Problem gereksinimleri:
Aşağıdaki materyalin tamamında "cathedral" ifadesinin geçtiği her yeri "church" ile değiştirerek satırları güncelle; bunun dışında hiçbir şeyi değiştirme.

(Sınırlayıcı kutu etiketleme girdileri)
────

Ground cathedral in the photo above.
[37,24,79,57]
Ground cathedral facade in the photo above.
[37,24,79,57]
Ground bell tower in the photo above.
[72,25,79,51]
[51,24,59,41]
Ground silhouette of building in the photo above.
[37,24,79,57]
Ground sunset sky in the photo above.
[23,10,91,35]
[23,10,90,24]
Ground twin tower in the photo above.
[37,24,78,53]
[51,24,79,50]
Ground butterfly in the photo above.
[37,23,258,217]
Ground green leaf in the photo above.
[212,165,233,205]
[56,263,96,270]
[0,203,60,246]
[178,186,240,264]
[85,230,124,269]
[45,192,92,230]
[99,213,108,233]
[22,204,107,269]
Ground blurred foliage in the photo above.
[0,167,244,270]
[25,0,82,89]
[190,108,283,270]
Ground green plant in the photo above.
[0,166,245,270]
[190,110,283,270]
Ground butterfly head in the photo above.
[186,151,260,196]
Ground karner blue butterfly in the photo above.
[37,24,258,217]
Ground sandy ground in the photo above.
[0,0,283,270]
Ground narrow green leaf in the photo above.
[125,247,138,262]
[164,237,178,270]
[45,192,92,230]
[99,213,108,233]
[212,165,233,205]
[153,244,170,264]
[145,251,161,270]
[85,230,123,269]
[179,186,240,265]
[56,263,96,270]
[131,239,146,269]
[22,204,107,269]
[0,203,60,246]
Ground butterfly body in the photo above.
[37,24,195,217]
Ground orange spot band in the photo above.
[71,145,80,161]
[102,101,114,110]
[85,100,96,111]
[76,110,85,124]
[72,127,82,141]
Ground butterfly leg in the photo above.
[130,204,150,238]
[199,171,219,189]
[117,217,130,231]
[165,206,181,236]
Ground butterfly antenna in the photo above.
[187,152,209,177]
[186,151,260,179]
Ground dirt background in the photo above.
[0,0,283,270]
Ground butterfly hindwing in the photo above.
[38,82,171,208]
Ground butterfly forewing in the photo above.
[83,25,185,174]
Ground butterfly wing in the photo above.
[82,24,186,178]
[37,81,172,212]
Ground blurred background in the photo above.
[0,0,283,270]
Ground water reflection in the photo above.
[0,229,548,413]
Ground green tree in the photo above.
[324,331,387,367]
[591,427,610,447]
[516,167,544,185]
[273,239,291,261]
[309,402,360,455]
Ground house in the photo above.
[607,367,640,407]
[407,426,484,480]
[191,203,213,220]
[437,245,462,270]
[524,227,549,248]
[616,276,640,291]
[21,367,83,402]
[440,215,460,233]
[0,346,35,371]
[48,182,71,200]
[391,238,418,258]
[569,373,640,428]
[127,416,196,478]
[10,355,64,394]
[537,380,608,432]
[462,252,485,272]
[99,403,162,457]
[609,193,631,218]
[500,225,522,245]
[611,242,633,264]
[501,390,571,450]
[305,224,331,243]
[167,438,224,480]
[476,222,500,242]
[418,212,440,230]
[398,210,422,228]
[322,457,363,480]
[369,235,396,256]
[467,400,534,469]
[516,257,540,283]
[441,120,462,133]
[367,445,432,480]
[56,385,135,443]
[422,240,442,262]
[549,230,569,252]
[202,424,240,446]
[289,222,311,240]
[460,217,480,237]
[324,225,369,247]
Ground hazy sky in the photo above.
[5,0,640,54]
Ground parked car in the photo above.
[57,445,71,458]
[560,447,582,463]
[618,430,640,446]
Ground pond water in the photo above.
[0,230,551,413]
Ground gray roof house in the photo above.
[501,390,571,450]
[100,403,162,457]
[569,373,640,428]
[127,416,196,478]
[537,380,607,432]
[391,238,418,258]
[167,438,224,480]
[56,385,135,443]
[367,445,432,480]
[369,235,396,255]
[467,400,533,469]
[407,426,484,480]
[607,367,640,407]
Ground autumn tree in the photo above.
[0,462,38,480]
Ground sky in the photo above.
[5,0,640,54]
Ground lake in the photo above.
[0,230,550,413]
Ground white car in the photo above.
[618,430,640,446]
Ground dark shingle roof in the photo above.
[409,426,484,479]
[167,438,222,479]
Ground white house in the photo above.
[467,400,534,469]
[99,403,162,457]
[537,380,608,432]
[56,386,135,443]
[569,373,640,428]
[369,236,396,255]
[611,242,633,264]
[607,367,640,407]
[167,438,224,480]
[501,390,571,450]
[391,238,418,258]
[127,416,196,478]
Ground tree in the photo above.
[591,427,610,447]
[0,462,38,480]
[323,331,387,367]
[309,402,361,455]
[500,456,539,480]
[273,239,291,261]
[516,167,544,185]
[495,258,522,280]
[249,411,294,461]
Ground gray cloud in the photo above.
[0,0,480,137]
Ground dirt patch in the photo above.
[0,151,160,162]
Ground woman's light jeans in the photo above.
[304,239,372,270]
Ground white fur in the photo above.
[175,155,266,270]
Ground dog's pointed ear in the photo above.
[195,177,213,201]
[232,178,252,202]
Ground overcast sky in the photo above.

────

Alıştırma çıktısı:
Ground church in the photo above.
[37,24,79,57]
Ground church facade in the photo above.
[37,24,79,57]
Ground bell tower in the photo above.
[72,25,79,51]
[51,24,59,41]
Ground silhouette of building in the photo above.
[37,24,79,57]
Ground sunset sky in the photo above.
[23,10,91,35]
[23,10,90,24]
Ground twin tower in the photo above.
[37,24,78,53]
[51,24,79,50]
Ground butterfly in the photo above.
[37,23,258,217]
Ground green leaf in the photo above.
[212,165,233,205]
[56,263,96,270]
[0,203,60,246]
[178,186,240,264]
[85,230,124,269]
[45,192,92,230]
[99,213,108,233]
[22,204,107,269]
Ground blurred foliage in the photo above.
[0,167,244,270]
[25,0,82,89]
[190,108,283,270]
Ground green plant in the photo above.
[0,166,245,270]
[190,110,283,270]
Ground butterfly head in the photo above.
[186,151,260,196]
Ground karner blue butterfly in the photo above.
[37,24,258,217]
Ground sandy ground in the photo above.
[0,0,283,270]
Ground narrow green leaf in the photo above.
[125,247,138,262]
[164,237,178,270]
[45,192,92,230]
[99,213,108,233]
[212,165,233,205]
[153,244,170,264]
[145,251,161,270]
[85,230,123,269]
[179,186,240,265]
[56,263,96,270]
[131,239,146,269]
[22,204,107,269]
[0,203,60,246]
Ground butterfly body in the photo above.
[37,24,195,217]
Ground orange spot band in the photo above.
[71,145,80,161]
[102,101,114,110]
[85,100,96,111]
[76,110,85,124]
[72,127,82,141]
Ground butterfly leg in the photo above.
[130,204,150,238]
[199,171,219,189]
[117,217,130,231]
[165,206,181,236]
Ground butterfly antenna in the photo above.
[187,152,209,177]
[186,151,260,179]
Ground dirt background in the photo above.
[0,0,283,270]
Ground butterfly hindwing in the photo above.
[38,82,171,208]
Ground butterfly forewing in the photo above.
[83,25,185,174]
Ground butterfly wing in the photo above.
[82,24,186,178]
[37,81,172,212]
Ground blurred background in the photo above.
[0,0,283,270]
Ground water reflection in the photo above.
[0,229,548,413]
Ground green tree in the photo above.
[324,331,387,367]
[591,427,610,447]
[516,167,544,185]
[273,239,291,261]
[309,402,360,455]
Ground house in the photo above.
[607,367,640,407]
[407,426,484,480]
[191,203,213,220]
[437,245,462,270]
[524,227,549,248]
[616,276,640,291]
[21,367,83,402]
[440,215,460,233]
[0,346,35,371]
[48,182,71,200]
[391,238,418,258]
[569,373,640,428]
[127,416,196,478]
[10,355,64,394]
[537,380,608,432]
[462,252,485,272]
[99,403,162,457]
[609,193,631,218]
[500,225,522,245]
[611,242,633,264]
[501,390,571,450]
[305,224,331,243]
[167,438,224,480]
[476,222,500,242]
[418,212,440,230]
[398,210,422,228]
[322,457,363,480]
[369,235,396,256]
[467,400,534,469]
[516,257,540,283]
[441,120,462,133]
[367,445,432,480]
[56,385,135,443]
[422,240,442,262]
[549,230,569,252]
[202,424,240,446]
[289,222,311,240]
[460,217,480,237]
[324,225,369,247]
Ground hazy sky in the photo above.
[5,0,640,54]
Ground parked car in the photo above.
[57,445,71,458]
[560,447,582,463]
[618,430,640,446]
Ground pond water in the photo above.
[0,230,551,413]
Ground gray roof house in the photo above.
[501,390,571,450]
[100,403,162,457]
[569,373,640,428]
[127,416,196,478]
[537,380,607,432]
[391,238,418,258]
[167,438,224,480]
[56,385,135,443]
[367,445,432,480]
[369,235,396,255]
[467,400,533,469]
[407,426,484,480]
[607,367,640,407]
Ground autumn tree in the photo above.
[0,462,38,480]
Ground sky in the photo above.
[5,0,640,54]
Ground lake in the photo above.
[0,230,550,413]
Ground white car in the photo above.
[618,430,640,446]
Ground dark shingle roof in the photo above.
[409,426,484,479]
[167,438,222,479]
Ground white house in the photo above.
[467,400,534,469]
[99,403,162,457]
[537,380,608,432]
[56,386,135,443]
[569,373,640,428]
[369,236,396,255]
[611,242,633,264]
[607,367,640,407]
[167,438,224,480]
[501,390,571,450]
[391,238,418,258]
[127,416,196,478]
Ground tree in the photo above.
[591,427,610,447]
[0,462,38,480]
[323,331,387,367]
[309,402,361,455]
[500,456,539,480]
[273,239,291,261]
[516,167,544,185]
[495,258,522,280]
[249,411,294,461]
Ground gray cloud in the photo above.
[0,0,480,137]
Ground dirt patch in the photo above.
[0,151,160,162]
Ground woman's light jeans in the photo above.
[304,239,372,270]
Ground white fur in the photo above.
[175,155,266,270]
Ground dog's pointed ear in the photo above.
[195,177,213,201]
[232,178,252,202]
Ground overcast sky in the photo above.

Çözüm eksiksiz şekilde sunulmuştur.